Can data from a clinical trial be shared?
It depends. Participants' privacy must be protected in accord with all applicable laws and regulations. Clinical trial datasets are frequently rich in items that could potentially identify individual subjects. For example, many early phase trials use small samples, which make it difficult to protect the privacy of the participants. Researchers who are planning clinical trials and intend to share the resulting data should think carefully about the study design, the informed consent documents, and the structure of the resulting data prior to the initiation of the study.
There are many precedents for sharing of clinical trial data. For example, data from a number of clinical trials supported by the National Heart, Lung, and Blood Institute (NHLBI) are available for research use (See http://www.nhlbi.nih.gov/resources/deca/directry.htm). The National Institute of Allergy and Infectious Diseases (NIAID) also lists their clinical trials datasets that they have made available through the National Technical Information Service (NTIS) for public use (See http://www.niaid.nih.gov/research/aidsdata.htm).

▶ [RAW DATA]
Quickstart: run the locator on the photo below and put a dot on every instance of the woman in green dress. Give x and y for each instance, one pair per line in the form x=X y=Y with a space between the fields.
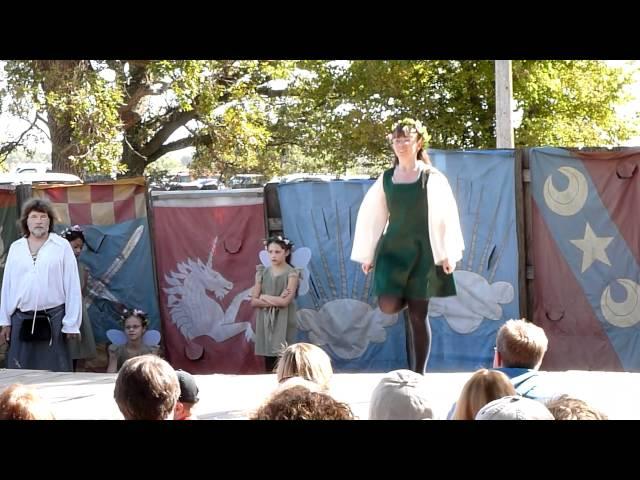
x=85 y=347
x=409 y=228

▶ [TASK BRIEF] Continue the passage above about sharing clinical trial data, starting after its last sentence.

▶ [EXPECTED ANSWER]
Is data on DNA and protein sequences archived?
Yes. For example, GenBank (http://www.ncbi.nih.gov/Genbank/) and Entrez (http://www.ncbi.nlm.nih.gov/Entrez/) archive gene sequencing data. The sharing of materials, data, and software in a timely manner has been an essential element in the rapid progress that has been made in the genetic analysis of mammalian genomes.
I did not request support for sharing data in my application, which was funded. Can I charge requestors for the costs associated with sharing the data?
Yes, as long as such costs are reasonable and not excessive and reflect actual costs associated with complying with the request. These expenses for preparing and shipping the data might include costs of personnel, computing time, supplies, and other directly related expenses. NIH requirements for accountability for various types of income under NIH grants are specified elsewhere, see http://grants.nih.gov/grants/policy/nihgps_2003/NIHGPS_Part8.htm#_Toc54600138
I am working on a select pathogen and cannot share the data for reasons of national security. Is this an acceptable reason for not sharing?
If I am required to submit a revised data-sharing plan, what do I need to do?
As is the case with PIs who submit any additional or revised application material, your revised data-sharing plan must be signed by your institutional official and by you.
I want to request a dataset from a recent publication. How do I do this?
You should check the publication to see if reference is made to an archive, an enclave, or a Website where the data might be available. If no such information is provided, you may wish to send a letter to the PI to see if the data are available for sharing, and where you might be able to get the data and associated documentation.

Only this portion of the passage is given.